Write out the material again word for word, dropping any images it holds.

— START OF Information provided —

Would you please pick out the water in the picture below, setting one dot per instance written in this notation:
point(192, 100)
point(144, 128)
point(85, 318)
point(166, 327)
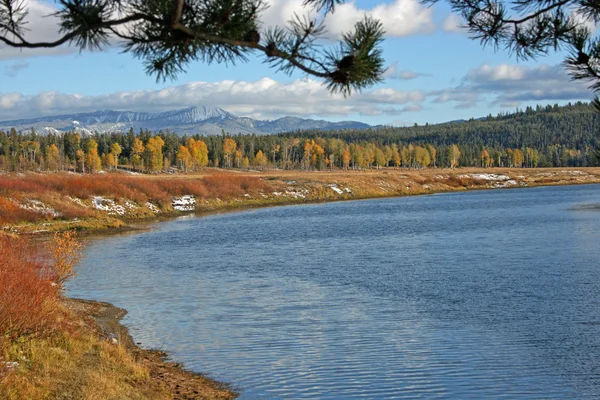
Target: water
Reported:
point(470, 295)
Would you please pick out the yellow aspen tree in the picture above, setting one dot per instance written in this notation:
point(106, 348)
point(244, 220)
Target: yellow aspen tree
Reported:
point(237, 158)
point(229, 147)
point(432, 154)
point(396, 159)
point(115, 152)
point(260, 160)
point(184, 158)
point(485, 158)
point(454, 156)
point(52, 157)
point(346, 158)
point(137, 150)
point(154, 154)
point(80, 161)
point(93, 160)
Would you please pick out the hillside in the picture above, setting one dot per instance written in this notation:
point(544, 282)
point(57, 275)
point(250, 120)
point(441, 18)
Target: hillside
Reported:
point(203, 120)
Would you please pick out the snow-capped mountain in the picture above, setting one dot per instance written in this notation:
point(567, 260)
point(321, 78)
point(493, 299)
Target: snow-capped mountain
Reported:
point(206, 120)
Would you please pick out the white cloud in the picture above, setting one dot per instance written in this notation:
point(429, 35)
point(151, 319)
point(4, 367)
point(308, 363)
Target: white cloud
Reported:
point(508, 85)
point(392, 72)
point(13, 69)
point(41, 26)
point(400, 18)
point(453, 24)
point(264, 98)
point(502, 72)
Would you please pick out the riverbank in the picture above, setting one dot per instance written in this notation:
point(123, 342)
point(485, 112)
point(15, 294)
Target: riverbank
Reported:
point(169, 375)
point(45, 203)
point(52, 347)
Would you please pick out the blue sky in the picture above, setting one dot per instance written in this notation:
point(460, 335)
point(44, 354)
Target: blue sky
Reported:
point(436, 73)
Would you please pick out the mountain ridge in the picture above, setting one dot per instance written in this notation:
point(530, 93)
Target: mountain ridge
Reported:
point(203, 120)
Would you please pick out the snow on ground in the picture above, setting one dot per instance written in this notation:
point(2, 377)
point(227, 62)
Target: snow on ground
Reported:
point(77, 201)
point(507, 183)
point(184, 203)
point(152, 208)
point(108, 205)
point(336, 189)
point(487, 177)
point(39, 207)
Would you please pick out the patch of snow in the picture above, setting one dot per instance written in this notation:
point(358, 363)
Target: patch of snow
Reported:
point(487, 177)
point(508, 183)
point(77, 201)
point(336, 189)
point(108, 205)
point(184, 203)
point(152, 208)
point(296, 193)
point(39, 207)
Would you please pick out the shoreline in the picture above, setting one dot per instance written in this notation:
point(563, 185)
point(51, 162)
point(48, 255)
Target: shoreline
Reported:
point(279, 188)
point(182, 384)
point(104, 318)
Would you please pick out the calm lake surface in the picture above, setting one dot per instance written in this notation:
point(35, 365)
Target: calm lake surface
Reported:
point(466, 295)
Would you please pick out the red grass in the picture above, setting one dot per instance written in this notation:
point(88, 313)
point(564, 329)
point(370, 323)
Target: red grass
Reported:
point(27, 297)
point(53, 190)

— END OF Information provided —

Result for this exercise
Would you please pick out the water in the picture below, setting one dot per instance written in this notation:
point(192, 100)
point(144, 128)
point(85, 318)
point(166, 327)
Target: water
Reported:
point(470, 295)
Would you please pick out the yellow aspen tree in the picture above, setting one dot per instance written in this notation:
point(106, 348)
point(244, 220)
Target: yellow aspen tree
Reported:
point(237, 158)
point(229, 147)
point(432, 154)
point(396, 159)
point(115, 152)
point(260, 160)
point(184, 158)
point(485, 158)
point(454, 156)
point(52, 157)
point(346, 158)
point(137, 150)
point(154, 154)
point(80, 161)
point(93, 160)
Would you please pick out the hillside in the picture above, setting one dot per instance written in this notation:
point(544, 282)
point(57, 275)
point(250, 120)
point(441, 18)
Target: hillside
Reported:
point(203, 120)
Would you please pick out the snow-capped mountain in the picture above, setting one dot per instance written in this notation:
point(567, 260)
point(321, 78)
point(493, 299)
Target: snow-capped mountain
Reported:
point(206, 120)
Would you please pick out the white cloud in the picture above, setting one dot per instance written in this notation:
point(429, 35)
point(151, 319)
point(4, 367)
point(308, 363)
Target: white cloud
Reported:
point(508, 85)
point(392, 72)
point(13, 69)
point(41, 26)
point(400, 18)
point(453, 24)
point(264, 98)
point(502, 72)
Would you please pick out the riverbank in the picture above, setting one dot per instance written in this notation:
point(123, 342)
point(485, 112)
point(15, 294)
Target: riverbank
Reported:
point(169, 375)
point(45, 203)
point(52, 347)
Would you please pick out the blue sky in the picture above, setting one dot per instance written in this notation:
point(460, 335)
point(44, 354)
Target: blue sky
Reported:
point(436, 73)
Would you please pick out the mountain ridge in the picture above, setting one dot per instance written in this notation:
point(530, 93)
Target: mountain ridge
Reported:
point(203, 120)
Would you please pick out the snow on ground in the picture above, setting one dot per instance written in this notation:
point(2, 377)
point(227, 62)
Target: snow on ground
Reported:
point(77, 201)
point(507, 183)
point(184, 203)
point(152, 208)
point(108, 205)
point(336, 189)
point(487, 177)
point(39, 207)
Would you please pick out the patch of snow in the picture above, setting one dot per instance written in this notation:
point(358, 363)
Target: patch of snow
Reported:
point(487, 177)
point(508, 183)
point(77, 201)
point(336, 189)
point(108, 205)
point(184, 203)
point(152, 208)
point(296, 193)
point(39, 207)
Would you please pick out the shoreline in the picture above, setting one dot per instance written in this notation:
point(563, 185)
point(51, 162)
point(48, 255)
Target: shoreline
Reported:
point(279, 188)
point(182, 384)
point(104, 318)
Would you please pick out the calm lake surface in the picture above, setting one dot per instance written in this notation:
point(35, 365)
Target: calm lake surface
Reported:
point(466, 295)
Would you please pick out the red grass in the picture above, setting one dot per instance written in this notation:
point(88, 313)
point(564, 329)
point(370, 323)
Target: red grass
Reported:
point(27, 297)
point(53, 190)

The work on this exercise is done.